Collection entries

= = =

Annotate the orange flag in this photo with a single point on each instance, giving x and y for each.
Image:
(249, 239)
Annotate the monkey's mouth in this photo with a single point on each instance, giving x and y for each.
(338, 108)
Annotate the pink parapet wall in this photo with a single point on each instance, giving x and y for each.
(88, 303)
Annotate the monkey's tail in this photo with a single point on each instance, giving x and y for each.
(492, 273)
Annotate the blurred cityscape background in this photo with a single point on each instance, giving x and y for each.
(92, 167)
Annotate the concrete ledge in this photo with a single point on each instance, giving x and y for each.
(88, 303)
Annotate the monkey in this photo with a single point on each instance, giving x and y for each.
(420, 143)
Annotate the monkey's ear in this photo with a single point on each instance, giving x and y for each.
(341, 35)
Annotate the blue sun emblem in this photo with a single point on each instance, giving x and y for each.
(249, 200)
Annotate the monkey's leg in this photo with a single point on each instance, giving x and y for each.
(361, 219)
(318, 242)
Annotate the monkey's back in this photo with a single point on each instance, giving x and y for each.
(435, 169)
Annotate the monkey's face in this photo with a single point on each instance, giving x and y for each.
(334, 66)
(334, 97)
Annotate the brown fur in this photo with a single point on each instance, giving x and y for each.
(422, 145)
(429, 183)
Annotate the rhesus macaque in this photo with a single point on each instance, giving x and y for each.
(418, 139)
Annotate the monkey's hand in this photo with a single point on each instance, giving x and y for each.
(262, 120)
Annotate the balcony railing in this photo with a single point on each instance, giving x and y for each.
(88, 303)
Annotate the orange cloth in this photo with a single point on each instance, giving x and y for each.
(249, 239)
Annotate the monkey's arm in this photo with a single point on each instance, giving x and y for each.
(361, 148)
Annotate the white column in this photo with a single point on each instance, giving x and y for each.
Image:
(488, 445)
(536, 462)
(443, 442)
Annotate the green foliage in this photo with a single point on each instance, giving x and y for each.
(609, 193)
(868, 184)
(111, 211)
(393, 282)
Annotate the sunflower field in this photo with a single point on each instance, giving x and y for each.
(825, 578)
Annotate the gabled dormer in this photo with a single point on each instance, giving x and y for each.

= = =

Return each line of the records above word for word, from the first line to the last.

Annotate the orange flag in this photo with a single point on each instance, giving x and y for each.
Image:
(249, 239)
Annotate the monkey's mouth in this photo with a single point on each instance, giving x and y for each.
(338, 108)
Annotate the pink parapet wall in this photo with a single point on each instance, giving x and y for each.
(88, 303)
Annotate the monkey's tail in this photo with a single point on each instance, giving x and y for each.
(492, 273)
Annotate the blurred cityscape background in this photo with a single point on each instance, giving x and y for each.
(92, 167)
Annotate the concrete ledge in this photo with a single point on each instance, giving x and y for each.
(88, 303)
Annotate the monkey in this photo with a single point on each instance, giving x and y for each.
(420, 143)
Annotate the monkey's ear in this photo with a single point on each instance, giving x and y for each.
(341, 35)
Annotate the blue sun emblem in this photo with a single point on each instance, giving x and y for each.
(249, 200)
Annotate the monkey's leg in this photo with a single point on each instance, giving x and y for each.
(361, 219)
(318, 242)
Annotate the monkey's back in this photo with a single point on each instance, giving x and y for each.
(435, 169)
Annotate the monkey's face in this photo with a single point on each instance, giving x and y for each.
(334, 66)
(334, 97)
Annotate the brown fur in this photo with a single point on each instance, giving x and y for each.
(422, 145)
(429, 183)
Annotate the rhesus macaque in this photo with a single point on each instance, giving x and y for each.
(418, 139)
Annotate the monkey's hand in this photo with a single point on each instance, giving x and y for each.
(262, 120)
Annotate the balcony railing in this photo with a single point on each instance, giving x and y for each.
(88, 303)
Annotate the orange cloth in this photo with a single point on each instance, giving x and y for each.
(249, 239)
Annotate the monkey's arm in this photo with a single point on each instance, giving x and y for each.
(361, 148)
Annotate the white column in this photo with a single point on each instance, giving x and y for each.
Image:
(488, 445)
(536, 462)
(443, 442)
Annotate the green foliage in this photo with a single point on each instance, giving x and y for each.
(609, 193)
(868, 184)
(111, 211)
(393, 282)
Annotate the sunflower field in this photo with a single point on each instance, giving x and y for each.
(825, 578)
Annotate the gabled dormer in this photo with a single point on each instance, giving x and y for each.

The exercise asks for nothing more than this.